• [Problem to work on]: Locate every line in the items below that contains the word "leaf", and copy each of those lines. Matching is case-sensitive.

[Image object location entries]
- - -

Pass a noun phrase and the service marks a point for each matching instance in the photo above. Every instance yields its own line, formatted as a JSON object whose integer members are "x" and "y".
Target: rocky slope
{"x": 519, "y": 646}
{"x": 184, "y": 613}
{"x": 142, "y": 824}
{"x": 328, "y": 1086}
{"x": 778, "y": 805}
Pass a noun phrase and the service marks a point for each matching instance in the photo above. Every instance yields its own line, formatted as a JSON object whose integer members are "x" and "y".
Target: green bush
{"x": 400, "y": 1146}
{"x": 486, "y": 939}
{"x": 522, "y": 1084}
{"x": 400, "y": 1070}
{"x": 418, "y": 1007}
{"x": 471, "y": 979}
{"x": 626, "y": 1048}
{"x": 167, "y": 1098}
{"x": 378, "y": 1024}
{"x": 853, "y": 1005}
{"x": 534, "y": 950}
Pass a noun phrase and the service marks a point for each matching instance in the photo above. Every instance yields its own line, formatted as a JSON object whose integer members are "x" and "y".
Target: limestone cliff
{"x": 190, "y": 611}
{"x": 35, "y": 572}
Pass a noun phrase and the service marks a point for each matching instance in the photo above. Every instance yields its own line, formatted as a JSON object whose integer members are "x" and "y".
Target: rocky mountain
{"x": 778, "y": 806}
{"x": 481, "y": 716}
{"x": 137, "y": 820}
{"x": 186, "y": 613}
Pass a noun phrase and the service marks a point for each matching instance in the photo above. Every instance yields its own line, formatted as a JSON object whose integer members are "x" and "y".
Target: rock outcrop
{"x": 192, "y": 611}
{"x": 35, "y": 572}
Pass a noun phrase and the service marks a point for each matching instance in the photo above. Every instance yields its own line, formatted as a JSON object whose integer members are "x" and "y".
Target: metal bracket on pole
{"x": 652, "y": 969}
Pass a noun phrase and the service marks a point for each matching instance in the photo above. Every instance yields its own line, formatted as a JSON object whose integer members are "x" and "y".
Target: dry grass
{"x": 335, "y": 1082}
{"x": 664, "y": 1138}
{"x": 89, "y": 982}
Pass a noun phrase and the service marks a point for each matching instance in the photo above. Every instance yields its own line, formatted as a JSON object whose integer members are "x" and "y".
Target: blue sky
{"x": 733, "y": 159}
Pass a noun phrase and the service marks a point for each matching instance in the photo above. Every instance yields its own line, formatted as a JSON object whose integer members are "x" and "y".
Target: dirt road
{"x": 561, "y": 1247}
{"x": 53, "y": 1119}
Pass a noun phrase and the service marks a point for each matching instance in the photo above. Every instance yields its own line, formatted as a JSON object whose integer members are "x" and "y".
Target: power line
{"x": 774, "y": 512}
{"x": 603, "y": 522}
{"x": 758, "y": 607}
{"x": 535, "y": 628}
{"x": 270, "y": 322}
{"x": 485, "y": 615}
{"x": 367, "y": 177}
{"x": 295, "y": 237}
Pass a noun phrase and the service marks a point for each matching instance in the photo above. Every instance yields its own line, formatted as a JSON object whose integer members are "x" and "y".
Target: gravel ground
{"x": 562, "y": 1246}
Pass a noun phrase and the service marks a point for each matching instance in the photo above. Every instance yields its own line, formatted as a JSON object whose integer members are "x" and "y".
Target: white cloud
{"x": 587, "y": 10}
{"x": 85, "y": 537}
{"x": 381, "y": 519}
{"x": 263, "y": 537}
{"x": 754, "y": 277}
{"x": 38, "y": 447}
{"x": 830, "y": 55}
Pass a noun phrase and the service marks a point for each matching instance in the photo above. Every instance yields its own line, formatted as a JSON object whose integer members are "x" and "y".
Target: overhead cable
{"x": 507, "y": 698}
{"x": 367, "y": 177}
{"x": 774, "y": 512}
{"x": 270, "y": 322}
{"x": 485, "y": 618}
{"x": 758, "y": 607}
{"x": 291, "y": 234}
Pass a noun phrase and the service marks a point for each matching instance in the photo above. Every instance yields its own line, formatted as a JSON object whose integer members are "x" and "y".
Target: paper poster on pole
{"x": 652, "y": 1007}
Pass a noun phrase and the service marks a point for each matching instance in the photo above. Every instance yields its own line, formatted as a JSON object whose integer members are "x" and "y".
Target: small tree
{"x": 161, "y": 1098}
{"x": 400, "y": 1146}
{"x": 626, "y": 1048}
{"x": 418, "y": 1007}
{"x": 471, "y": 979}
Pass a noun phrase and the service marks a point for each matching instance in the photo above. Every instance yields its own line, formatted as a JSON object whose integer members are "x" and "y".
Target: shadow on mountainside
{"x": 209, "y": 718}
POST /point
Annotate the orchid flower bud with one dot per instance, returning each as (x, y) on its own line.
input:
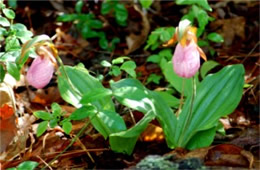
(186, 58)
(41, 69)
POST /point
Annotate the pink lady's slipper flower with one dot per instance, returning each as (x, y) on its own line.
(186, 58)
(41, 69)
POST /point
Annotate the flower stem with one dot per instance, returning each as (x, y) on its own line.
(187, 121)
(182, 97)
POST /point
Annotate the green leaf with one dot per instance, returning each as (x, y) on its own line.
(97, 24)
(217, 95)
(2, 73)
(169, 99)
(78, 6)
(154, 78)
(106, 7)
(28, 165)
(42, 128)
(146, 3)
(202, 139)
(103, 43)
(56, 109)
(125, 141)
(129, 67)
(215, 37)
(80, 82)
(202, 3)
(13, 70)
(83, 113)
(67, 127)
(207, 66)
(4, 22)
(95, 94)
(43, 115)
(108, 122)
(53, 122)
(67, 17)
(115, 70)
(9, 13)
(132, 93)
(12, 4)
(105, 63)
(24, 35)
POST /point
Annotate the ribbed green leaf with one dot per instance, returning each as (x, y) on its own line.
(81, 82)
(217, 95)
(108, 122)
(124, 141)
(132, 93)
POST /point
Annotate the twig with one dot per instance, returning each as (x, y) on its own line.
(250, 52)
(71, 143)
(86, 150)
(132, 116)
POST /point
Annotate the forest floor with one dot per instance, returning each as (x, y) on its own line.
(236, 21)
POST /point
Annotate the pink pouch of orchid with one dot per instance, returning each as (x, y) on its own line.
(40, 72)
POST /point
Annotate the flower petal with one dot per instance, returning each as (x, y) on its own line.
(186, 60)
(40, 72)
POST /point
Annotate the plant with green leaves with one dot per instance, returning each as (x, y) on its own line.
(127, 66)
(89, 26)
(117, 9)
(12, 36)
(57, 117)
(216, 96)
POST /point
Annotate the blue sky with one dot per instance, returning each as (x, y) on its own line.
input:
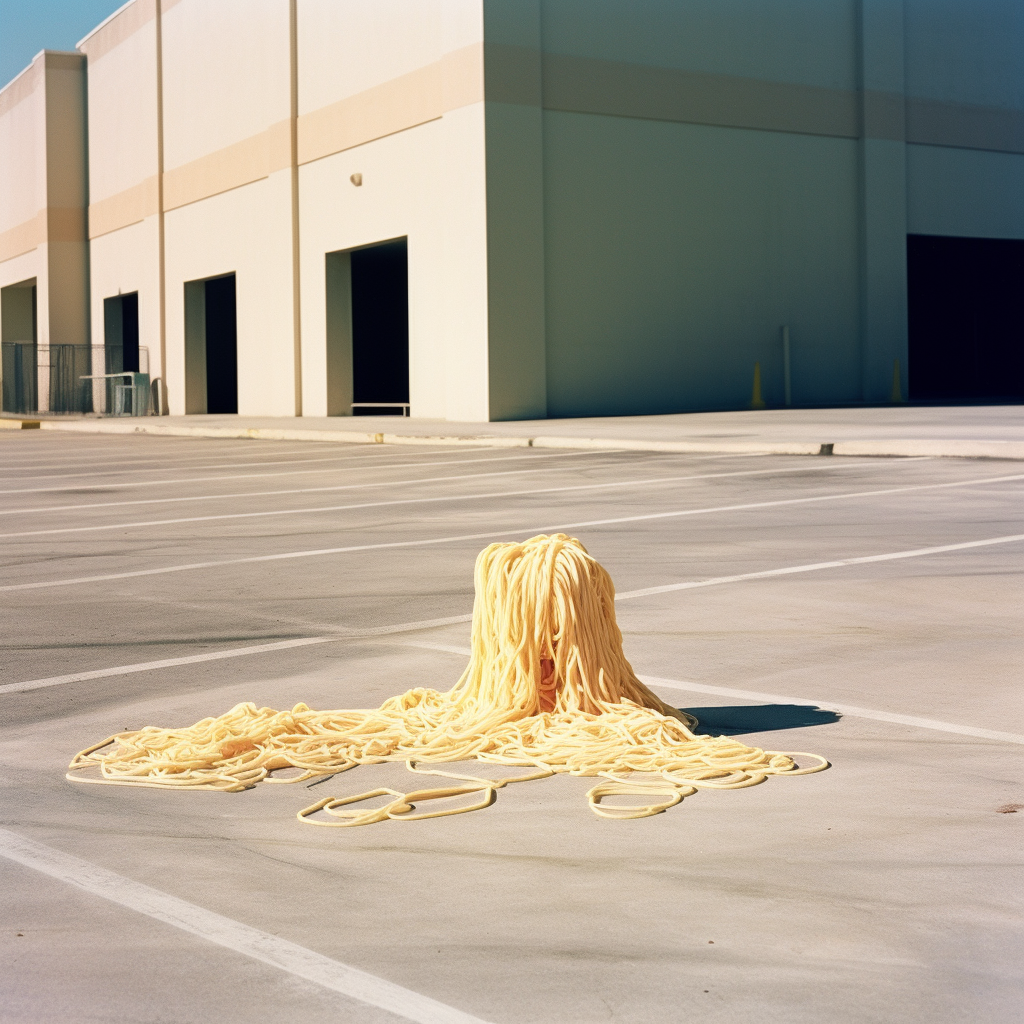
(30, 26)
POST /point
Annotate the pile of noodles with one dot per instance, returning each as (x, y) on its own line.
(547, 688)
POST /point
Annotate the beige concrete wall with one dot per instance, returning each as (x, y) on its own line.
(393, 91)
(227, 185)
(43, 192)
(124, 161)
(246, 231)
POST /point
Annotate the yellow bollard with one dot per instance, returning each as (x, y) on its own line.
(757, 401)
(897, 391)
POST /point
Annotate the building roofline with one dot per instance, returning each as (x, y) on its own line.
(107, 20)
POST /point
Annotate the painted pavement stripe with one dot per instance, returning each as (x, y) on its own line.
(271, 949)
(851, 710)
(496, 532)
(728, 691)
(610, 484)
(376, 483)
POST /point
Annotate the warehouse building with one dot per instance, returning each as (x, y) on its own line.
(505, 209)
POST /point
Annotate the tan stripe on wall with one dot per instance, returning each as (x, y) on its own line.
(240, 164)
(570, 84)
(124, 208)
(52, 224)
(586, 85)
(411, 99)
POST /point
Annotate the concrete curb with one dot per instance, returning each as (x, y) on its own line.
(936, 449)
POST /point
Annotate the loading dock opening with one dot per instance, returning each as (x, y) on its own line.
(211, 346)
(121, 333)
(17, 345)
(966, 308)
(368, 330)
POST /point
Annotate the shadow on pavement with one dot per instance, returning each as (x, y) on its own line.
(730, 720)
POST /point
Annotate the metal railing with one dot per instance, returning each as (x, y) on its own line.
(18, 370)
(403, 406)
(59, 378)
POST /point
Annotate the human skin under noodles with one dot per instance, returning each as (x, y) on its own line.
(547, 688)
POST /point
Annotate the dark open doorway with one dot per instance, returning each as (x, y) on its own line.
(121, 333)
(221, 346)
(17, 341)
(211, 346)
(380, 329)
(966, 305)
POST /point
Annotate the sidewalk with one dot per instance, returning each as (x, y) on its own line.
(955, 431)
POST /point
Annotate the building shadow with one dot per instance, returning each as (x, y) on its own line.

- - -

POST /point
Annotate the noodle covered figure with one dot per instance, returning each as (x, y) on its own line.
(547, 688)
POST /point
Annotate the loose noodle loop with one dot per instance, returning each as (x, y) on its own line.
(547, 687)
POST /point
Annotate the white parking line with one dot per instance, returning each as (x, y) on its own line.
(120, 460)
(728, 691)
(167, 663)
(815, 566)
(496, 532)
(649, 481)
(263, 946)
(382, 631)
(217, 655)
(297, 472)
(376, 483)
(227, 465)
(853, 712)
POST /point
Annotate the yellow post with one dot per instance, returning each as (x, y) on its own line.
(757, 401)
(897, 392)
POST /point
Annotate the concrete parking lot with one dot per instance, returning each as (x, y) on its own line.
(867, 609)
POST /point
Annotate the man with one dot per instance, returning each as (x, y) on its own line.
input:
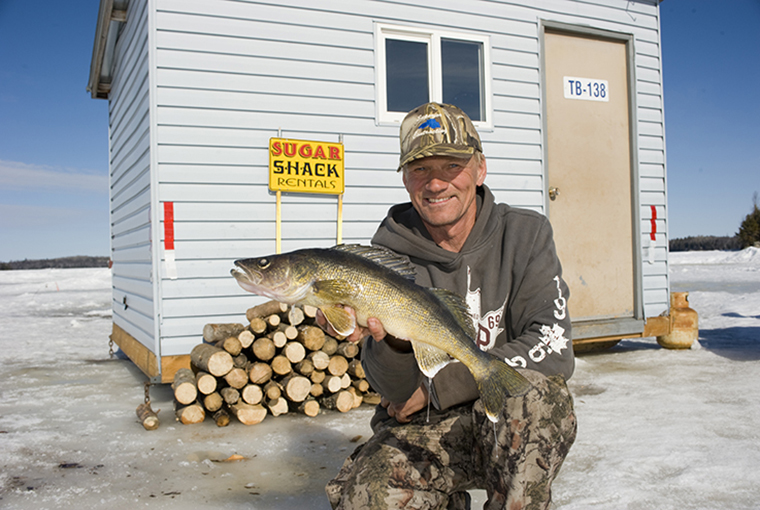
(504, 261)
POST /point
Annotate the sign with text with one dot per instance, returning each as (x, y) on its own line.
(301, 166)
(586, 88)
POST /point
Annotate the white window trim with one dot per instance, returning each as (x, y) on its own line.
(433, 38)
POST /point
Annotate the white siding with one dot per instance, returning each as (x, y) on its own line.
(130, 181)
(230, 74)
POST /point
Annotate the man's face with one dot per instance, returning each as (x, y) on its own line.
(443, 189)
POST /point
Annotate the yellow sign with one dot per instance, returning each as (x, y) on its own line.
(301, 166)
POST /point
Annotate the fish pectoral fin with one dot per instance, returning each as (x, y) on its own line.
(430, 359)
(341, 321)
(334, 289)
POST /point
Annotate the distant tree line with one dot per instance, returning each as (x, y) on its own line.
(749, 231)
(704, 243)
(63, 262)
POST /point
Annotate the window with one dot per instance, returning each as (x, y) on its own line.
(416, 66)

- - -

• [Response to this exercise]:
Annotate the green leaf with one dot per instance, returning each as (x, y) on its own line.
Annotate the ribbed green leaf with one dot per instance, returning each as (x, y) on its own line.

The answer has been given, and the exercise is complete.